Tugas yang dikerjakan: Sebutkan nama pulau tempat Karman berada di pengasingan menurut ulasan novel Kubah di bawah.

Teks yang diberikan:
┌──

Kembali Membangun Kubah
Pembuka
dari Kubah sejenak mengingatkan saya
pada Bukan Pasarmalam-nya Pramoedya
Ananta Toer. Betapa Karman dan tokoh utama dalam roman Pram tersebut merasakan
kedalaman rasa melankolis yang persis. Babak belur Karman dihabisi oleh segala
pencarian dan segala keputusan. Sepanjang bab kita turut menyelami bagaimana
Karman berkontemplasi mengenai segala sesuatu yang telah terjadi pada dirinya hingga
keputusan-keputusannya yang menyebabkannya berada di pengasingan di Pulau Buru.
Membaca
Kubah membuat saya sejenak kilas
balik mengenai novel yang sebelumnya saya baca, yakni Jalan Bandungan karya Nh. Dini. Keduanya mengungkapkan hal yang
sama, seorang suami yang terjebak dalam sebuah partai komunis. Tentu saja, Kubah menceritakan perihal yang berbeda.
Kubah tidak menyorot kehidupan tokoh
perempuan dalam alurnya, namun lebih menyorot pada Karman. Kita diajak
menyelami kehidupan Karman. Karman kecil yang periang dan pandai berkawan.
Karman remaja yang cerdas dan cekatan. Karman yang terus mencari-cari sesuatu
dalam hidupnya. Karman yang terus bertanya-tanya apa yang terjadi pada diri dan
hidupnya. Karman yang terus memikirkan apa yang akan terjadi pada dirinya
selanjutnya.

└──

Catatan yang ditampilkan:

┌──

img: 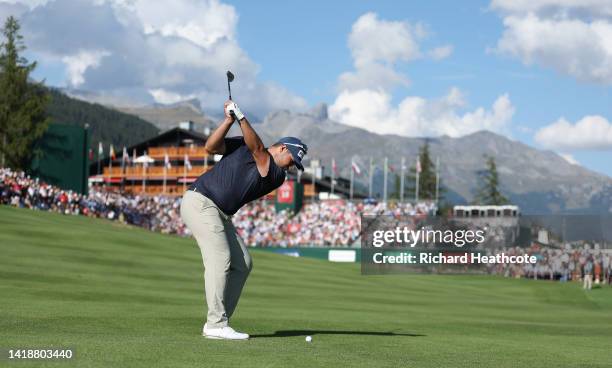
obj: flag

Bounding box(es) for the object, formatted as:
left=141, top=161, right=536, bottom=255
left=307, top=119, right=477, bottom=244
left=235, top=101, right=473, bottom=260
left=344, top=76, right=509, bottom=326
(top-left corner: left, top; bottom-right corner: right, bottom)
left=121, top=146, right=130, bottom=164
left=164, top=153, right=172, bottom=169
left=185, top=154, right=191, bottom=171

└──
┌──

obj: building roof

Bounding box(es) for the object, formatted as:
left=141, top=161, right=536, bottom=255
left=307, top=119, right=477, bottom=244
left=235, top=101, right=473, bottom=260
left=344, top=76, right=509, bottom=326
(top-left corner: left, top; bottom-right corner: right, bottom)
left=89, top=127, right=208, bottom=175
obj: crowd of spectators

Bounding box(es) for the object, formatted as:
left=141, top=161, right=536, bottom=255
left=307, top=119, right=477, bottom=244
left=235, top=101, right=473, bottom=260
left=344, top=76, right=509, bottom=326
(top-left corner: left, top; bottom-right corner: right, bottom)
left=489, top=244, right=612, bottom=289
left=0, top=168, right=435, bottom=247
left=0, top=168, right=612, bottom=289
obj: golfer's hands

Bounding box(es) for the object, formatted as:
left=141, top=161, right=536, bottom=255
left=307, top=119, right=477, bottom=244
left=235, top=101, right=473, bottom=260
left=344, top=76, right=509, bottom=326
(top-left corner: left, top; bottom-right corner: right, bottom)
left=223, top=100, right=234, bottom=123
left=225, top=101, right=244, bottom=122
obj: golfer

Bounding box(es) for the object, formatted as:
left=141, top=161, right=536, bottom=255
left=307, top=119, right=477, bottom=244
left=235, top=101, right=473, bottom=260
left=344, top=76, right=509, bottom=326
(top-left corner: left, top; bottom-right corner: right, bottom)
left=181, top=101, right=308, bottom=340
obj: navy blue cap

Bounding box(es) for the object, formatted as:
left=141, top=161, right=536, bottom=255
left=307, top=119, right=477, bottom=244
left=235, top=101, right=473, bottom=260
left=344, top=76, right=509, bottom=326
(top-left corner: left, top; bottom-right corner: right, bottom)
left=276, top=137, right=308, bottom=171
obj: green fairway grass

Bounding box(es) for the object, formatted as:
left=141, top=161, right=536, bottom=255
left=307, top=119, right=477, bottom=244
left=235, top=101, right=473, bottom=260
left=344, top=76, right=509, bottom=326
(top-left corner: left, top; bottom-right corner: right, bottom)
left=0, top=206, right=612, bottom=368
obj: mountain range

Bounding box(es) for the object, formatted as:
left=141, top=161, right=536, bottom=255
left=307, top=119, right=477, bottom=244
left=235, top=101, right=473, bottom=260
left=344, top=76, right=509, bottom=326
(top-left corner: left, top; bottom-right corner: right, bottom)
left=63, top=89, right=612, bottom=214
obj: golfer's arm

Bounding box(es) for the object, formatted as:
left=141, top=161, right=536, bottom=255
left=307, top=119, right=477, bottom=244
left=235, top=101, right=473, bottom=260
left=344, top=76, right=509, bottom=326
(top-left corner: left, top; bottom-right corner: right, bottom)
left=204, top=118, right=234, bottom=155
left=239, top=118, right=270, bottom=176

└──

Jawaban tugas ini: Pulau Buru.